(Work to complete) Reproduce the entire listing below word for word.

(Records for this exercise)
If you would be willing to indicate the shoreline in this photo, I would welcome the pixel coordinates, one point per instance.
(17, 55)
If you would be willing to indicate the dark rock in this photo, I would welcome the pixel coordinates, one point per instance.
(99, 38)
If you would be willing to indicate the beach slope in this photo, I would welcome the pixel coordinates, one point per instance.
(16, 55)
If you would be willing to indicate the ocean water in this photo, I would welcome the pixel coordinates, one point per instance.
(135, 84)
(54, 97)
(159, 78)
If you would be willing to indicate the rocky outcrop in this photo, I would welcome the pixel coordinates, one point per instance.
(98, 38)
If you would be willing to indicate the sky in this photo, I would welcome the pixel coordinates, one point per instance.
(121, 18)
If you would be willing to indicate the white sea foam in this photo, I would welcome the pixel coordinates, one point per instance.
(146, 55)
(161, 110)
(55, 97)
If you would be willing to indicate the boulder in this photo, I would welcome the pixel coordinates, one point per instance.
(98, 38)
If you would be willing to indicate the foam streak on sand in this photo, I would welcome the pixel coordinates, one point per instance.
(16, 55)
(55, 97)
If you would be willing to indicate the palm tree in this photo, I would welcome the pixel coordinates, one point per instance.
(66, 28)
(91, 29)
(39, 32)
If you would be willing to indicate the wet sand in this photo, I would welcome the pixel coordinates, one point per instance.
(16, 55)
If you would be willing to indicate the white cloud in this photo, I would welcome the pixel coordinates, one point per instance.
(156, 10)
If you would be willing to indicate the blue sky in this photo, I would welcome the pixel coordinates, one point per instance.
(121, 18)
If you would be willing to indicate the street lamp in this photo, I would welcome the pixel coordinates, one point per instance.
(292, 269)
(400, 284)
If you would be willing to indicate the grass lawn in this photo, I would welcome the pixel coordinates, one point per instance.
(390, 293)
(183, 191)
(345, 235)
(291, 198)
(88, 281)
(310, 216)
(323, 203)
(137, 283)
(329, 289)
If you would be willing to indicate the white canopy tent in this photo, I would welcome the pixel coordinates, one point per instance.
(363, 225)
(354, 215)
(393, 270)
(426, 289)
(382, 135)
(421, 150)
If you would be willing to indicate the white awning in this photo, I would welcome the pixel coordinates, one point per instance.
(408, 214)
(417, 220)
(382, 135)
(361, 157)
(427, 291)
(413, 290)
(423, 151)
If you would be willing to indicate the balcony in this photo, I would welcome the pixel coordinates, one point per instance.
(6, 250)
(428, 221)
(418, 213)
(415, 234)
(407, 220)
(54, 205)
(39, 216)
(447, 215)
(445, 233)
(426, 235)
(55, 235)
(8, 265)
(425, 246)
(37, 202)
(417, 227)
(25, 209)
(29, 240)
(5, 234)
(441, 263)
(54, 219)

(Output for this task)
If you would be willing to indicate the shoreline in this photo, I would welcome the pixel coordinates, one point per instance.
(17, 55)
If you would be willing to indicate the dark rock in this photo, I would welcome the pixel coordinates, one point per instance.
(99, 38)
If you would be willing to indicate the beach slope in this photo, I would welcome the pixel coordinates, one point per instance.
(16, 55)
If you would be willing to indicate the ocean water in this photo, I would welcome the pixel coordinates, one point per instance.
(135, 84)
(54, 97)
(159, 78)
If you would be willing to indicate the rocky outcrop in this photo, I would welcome the pixel coordinates, one point per instance.
(98, 38)
If you would be willing to indicate the sky in this photo, I would welcome the pixel coordinates, one point per instance.
(121, 18)
If you would be willing to indicate the white sea foam in this photo, I would welcome the pixel coordinates, one point per instance.
(146, 55)
(161, 110)
(55, 97)
If you would be willing to indicate the boulder in this photo, I would welcome the pixel coordinates, one point per instance.
(98, 38)
If you would be willing to indicate the foam streak on sand in this photo, I would welcome the pixel coordinates, one point per instance.
(16, 55)
(55, 97)
If you would be willing to indicate the palm tree in this photo, I would welcome the pixel coordinates, one point per instance.
(66, 28)
(91, 29)
(39, 32)
If you would be willing to indicate the wet sand in this photo, I would welcome the pixel coordinates, one point per instance.
(16, 55)
If you would be willing to indicate the white cloud in this photo, I would welcome the pixel coordinates, one point per instance.
(156, 10)
If you would be willing to indicate the blue sky in this photo, I would welcome the pixel coordinates, one point per instance.
(121, 18)
If you would be willing to indicate the street lamp in this photo, I would welcome the pixel coordinates, one point per instance.
(292, 269)
(400, 284)
If you would be willing to indicate the grass lawn in this photo, I would welcome the pixel coordinates, one point per instance.
(390, 293)
(183, 191)
(345, 235)
(291, 198)
(88, 281)
(310, 216)
(323, 203)
(137, 283)
(329, 289)
If you would be willing to indicate the white canopy tent in this photo, I would welcome the pixel coordinates, one point per instance.
(363, 225)
(354, 215)
(393, 270)
(426, 289)
(382, 135)
(421, 150)
If you would be willing to indicate the white awning in this photo, I would welcome the pixel coordinates, one point per instance.
(408, 214)
(417, 220)
(382, 135)
(361, 157)
(427, 291)
(413, 290)
(423, 151)
If you would be willing to indicate the balcony in this photo, I would welcome the pixel coordinates, one point per instance.
(6, 250)
(428, 221)
(418, 213)
(415, 234)
(407, 220)
(54, 205)
(39, 216)
(447, 215)
(445, 233)
(426, 235)
(55, 235)
(8, 265)
(425, 246)
(37, 202)
(417, 227)
(25, 209)
(29, 240)
(5, 234)
(441, 263)
(54, 219)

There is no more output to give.